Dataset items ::
"""
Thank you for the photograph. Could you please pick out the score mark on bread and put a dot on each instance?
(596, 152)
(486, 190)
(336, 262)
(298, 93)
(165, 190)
"""
What you are asked to do :: Put every line of the entries above into a JSON array of strings, one string per line. Skip any blank lines.

Response to the task ::
[
  "Thank you for the photograph. Could you please pick out the score mark on bread and put a dot on each instance?",
  "(596, 152)",
  "(486, 190)",
  "(336, 262)",
  "(298, 93)",
  "(165, 190)"
]